→ **Stated goal 1**:
Answer these questions using the notes on Hayek's 'The Constitution of Liberty':
(a) Into how many categories does the writer break down much of the book's content?
(b) Why are aristocrats said to be unlikely to have their character deformed by sudden prodigality?
(c) Which other work does the writer think might help in re-presenting Hayek's position on the rule of law?
→ **Stated goal 2**: Could you carry on the notes on Hayek's 'The Constitution of Liberty' from where they stop?

→ **Selected text**:

● ● ● ● ●

I wanted to assemble some pretty brief thoughts on Hayek’s ‘The Constitution of Liberty’, before it all goes down the memory hole.  The book is doing a number of different things, and I wanted to typologise them as a sort of notes to self.  Specifically, I would say that much of the content of the book can be broken down into five categories.  I’m going to discuss those categories in ascending order of how seriously I take them.

One: ad hoc right-wing talking points.  Perhaps I’m being a bit ungenerous here, but I was struck by what a high proportion of the book is making right-wing arguments that aren’t really connected to any of its overarching theses.  For example: a number of arguments are presented for why vast hereditary wealth is actually good (e.g. it’s important to have a ‘cultural vanguard’ that can experiment with cultural novelty, and, unlike those experiencing ‘new wealth’, aristocrats are already used to being wealthy so they’re unlikely to have their character deformed by sudden prodigality). From a left perspective a lot of these ad hoc arguments seem pretty silly.  I’m just going to ignore that stuff.

Two: an argument in the philosophy of law about what ‘rule of law’ means.  I would say that this is the most central thesis of the book, but I also found it a little difficult to pin down – perhaps if I read ‘Law, Legislation and Liberty’ I would be able to do a better job re-presenting Hayek’s position here.  Broadly, I’d say that Hayek wants to divide the exercise of state power into two categories: state power equally applied to all citizens in a manner that follows clear, universal rules (the rule of law), and state power applied only to some subset of citizens, because of the preferences of rulers.  Hayek’s argument is that only the former – universal laws, applied universally, which because of their universality guarantee equality before the law – are a legitimate form of the exercise of coercive state power.

● ● ● ● ●

[Items from a dataset]
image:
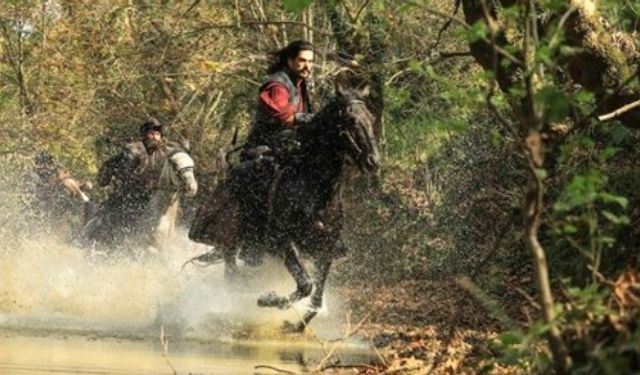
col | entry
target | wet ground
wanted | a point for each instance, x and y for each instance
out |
(64, 312)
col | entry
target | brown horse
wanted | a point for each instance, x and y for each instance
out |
(293, 207)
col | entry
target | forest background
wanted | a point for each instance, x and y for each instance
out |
(506, 211)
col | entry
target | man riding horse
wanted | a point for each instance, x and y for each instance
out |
(133, 174)
(284, 107)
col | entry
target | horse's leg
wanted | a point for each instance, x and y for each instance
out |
(322, 266)
(230, 263)
(303, 282)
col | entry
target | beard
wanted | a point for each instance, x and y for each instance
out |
(151, 145)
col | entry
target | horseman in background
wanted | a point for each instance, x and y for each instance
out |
(133, 175)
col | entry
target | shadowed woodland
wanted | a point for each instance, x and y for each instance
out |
(501, 232)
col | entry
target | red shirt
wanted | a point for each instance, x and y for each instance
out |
(275, 97)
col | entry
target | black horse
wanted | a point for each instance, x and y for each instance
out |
(294, 207)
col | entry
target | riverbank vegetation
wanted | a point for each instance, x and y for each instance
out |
(501, 234)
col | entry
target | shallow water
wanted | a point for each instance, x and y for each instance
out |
(61, 312)
(62, 354)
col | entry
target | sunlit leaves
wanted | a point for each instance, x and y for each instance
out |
(478, 31)
(296, 5)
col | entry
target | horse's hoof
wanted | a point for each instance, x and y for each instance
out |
(288, 327)
(272, 299)
(212, 256)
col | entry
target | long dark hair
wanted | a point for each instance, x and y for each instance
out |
(279, 58)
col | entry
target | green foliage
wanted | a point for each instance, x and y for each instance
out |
(296, 5)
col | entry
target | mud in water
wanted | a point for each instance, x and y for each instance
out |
(65, 310)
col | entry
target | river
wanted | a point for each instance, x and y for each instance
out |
(62, 312)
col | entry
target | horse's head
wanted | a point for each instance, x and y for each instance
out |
(356, 128)
(182, 166)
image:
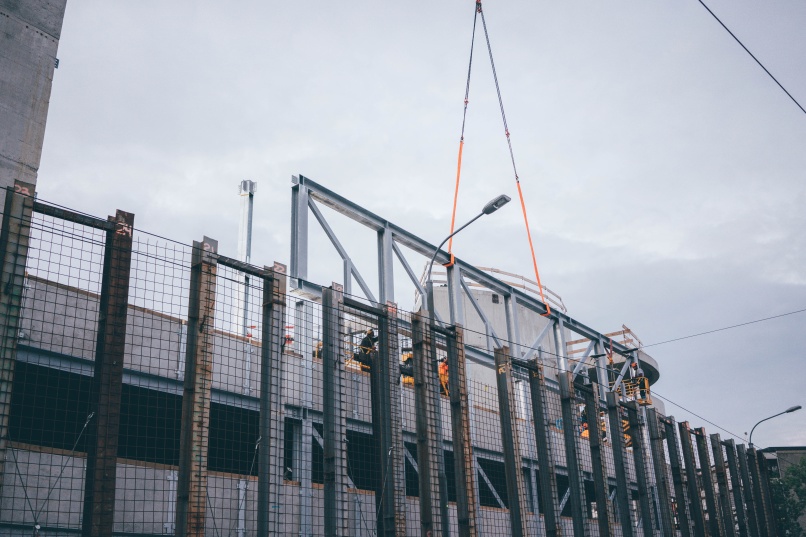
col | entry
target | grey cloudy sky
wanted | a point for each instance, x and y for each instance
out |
(663, 170)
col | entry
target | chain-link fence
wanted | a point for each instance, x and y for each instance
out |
(150, 387)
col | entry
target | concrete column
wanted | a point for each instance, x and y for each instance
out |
(191, 497)
(711, 502)
(694, 489)
(622, 492)
(511, 443)
(736, 486)
(753, 522)
(597, 460)
(545, 456)
(335, 421)
(463, 466)
(639, 458)
(570, 434)
(14, 236)
(272, 416)
(429, 451)
(107, 381)
(661, 473)
(678, 477)
(726, 511)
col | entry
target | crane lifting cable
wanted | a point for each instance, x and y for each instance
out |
(479, 11)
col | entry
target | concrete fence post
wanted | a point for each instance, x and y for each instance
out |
(463, 467)
(191, 494)
(14, 236)
(429, 451)
(107, 381)
(597, 461)
(694, 490)
(548, 476)
(511, 445)
(271, 423)
(661, 473)
(620, 462)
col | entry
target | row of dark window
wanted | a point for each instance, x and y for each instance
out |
(49, 408)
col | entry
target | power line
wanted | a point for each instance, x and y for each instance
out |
(752, 56)
(725, 328)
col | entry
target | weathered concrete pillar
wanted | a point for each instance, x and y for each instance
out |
(597, 460)
(107, 381)
(711, 501)
(726, 511)
(545, 456)
(570, 436)
(619, 461)
(510, 441)
(463, 467)
(334, 422)
(678, 477)
(429, 451)
(694, 489)
(639, 458)
(661, 473)
(271, 418)
(191, 495)
(387, 425)
(14, 235)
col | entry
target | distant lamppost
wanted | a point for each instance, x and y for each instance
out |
(490, 208)
(787, 411)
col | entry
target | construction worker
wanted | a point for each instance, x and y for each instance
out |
(407, 366)
(443, 375)
(364, 354)
(638, 381)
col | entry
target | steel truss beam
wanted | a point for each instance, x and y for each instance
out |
(390, 237)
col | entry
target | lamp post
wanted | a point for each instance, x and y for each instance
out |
(787, 411)
(490, 208)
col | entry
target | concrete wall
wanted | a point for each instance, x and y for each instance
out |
(29, 39)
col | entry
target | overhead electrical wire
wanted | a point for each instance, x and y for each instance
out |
(753, 56)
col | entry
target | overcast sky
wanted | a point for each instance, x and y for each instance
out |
(664, 172)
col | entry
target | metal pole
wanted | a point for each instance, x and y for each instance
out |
(107, 381)
(714, 518)
(511, 445)
(677, 477)
(619, 461)
(14, 237)
(427, 424)
(334, 422)
(597, 460)
(548, 475)
(661, 473)
(726, 511)
(191, 495)
(567, 401)
(694, 490)
(639, 458)
(463, 468)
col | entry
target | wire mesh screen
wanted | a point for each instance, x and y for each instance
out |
(268, 396)
(55, 348)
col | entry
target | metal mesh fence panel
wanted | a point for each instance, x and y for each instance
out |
(239, 408)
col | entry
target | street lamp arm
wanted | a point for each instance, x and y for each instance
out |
(436, 252)
(787, 411)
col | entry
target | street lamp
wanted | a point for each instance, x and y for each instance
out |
(490, 208)
(787, 411)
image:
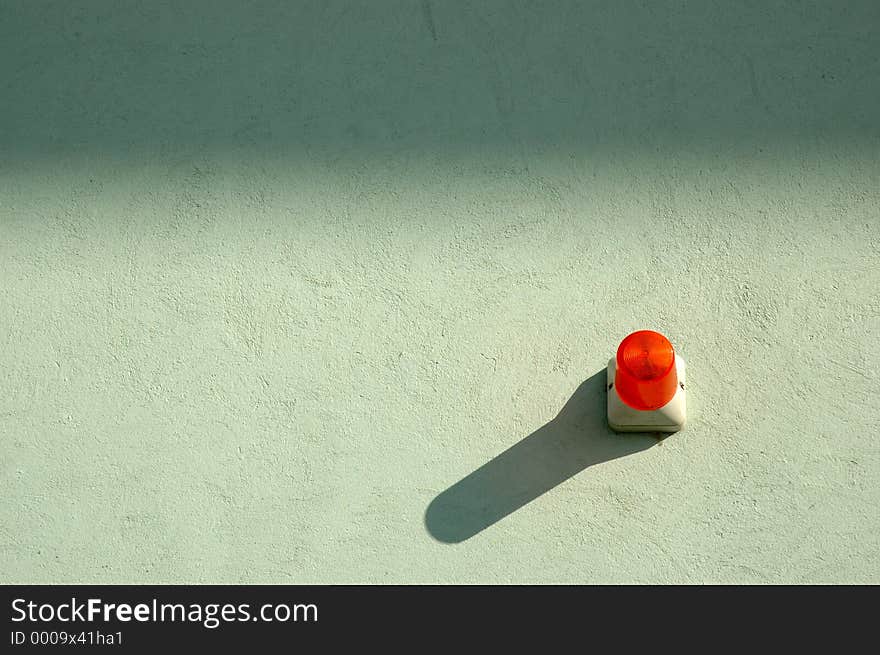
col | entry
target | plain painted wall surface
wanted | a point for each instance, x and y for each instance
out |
(323, 291)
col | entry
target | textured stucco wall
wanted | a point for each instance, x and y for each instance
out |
(276, 276)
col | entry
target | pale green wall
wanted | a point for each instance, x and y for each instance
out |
(275, 275)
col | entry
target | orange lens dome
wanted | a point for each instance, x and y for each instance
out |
(646, 377)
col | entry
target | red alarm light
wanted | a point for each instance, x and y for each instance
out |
(646, 378)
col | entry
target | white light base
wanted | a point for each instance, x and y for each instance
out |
(669, 418)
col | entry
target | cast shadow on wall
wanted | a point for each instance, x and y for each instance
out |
(579, 437)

● ● ● ● ●

→ **Task response 1**:
(a) Five.
(b) They are already used to being wealthy.
(c) 'Law, Legislation and Liberty'.

→ **Task response 2**:
I think there’s clearly a point to be made in this space.  There is a very strong argument to be made that arbitrary dictats mobilising state power against political enemies or disfavoured minority groups are oppressive and illegitimate, and go against the concept of ‘rule of law’.  And presumably one could try to construct a spectrum of state action with “arbitrary ruling class whim” at one end and “universal and universally applied law” at the other end.  But Hayek seems to want this distinction to do some heavy theoretical and political lifting that it’s not clear to me that it can, at least as articulated.  This is so in two distinct respects.

First of all, Hayek seems to think that the clear illegitimacy of arbitrary state power being used to lock up ruling class actors’ political opponents, etc. also applies to many areas of actually-existing state policy: the administrative state as a whole, for Hayek, seemingly fails to exhibit ‘rule of law’, because of the way it empowers state actors to make context-specific policy decisions.  Again, there are arguments to be made in this space (hopefully one day I’ll write some more about the sinister dimensions of the administrative state), but Hayek’s argument seems to me on its face to be way too strong.  It also seems to be inconsistently applied – Hayek is happy for certain administrative state programmes to persist, in a way that does not seem to me to line up with any coherently articulated ‘rule of law’ versus ‘arbitrary state action’ distinction, but rather to line up with Hayek’s own policy preferences.

Secondly, Hayek is weirdly indifferent to the potentially oppressive dimensions of universally applied law.  Chapter 10 contains this extremely strange passage:

It is not to be denied that even general, abstract rules, equally applicable to all, may possibly constitute severe restrictions on liberty.  But when we reflect on it, we see how very unlikely this is.  The chief safeguard is that the rules must apply to those who lay them down and those who apply them – that is, to the government as well as the governed – and that nobody has the power to grant exceptions.  If all that is prohibited and enjoined is prohibited and enjoined for all without exception (unless such exception follows from another general rule) and if even authority has no special powers except that of enforcing the law, little that anybody might reasonably wish to do is likely to be prohibited. (154-155)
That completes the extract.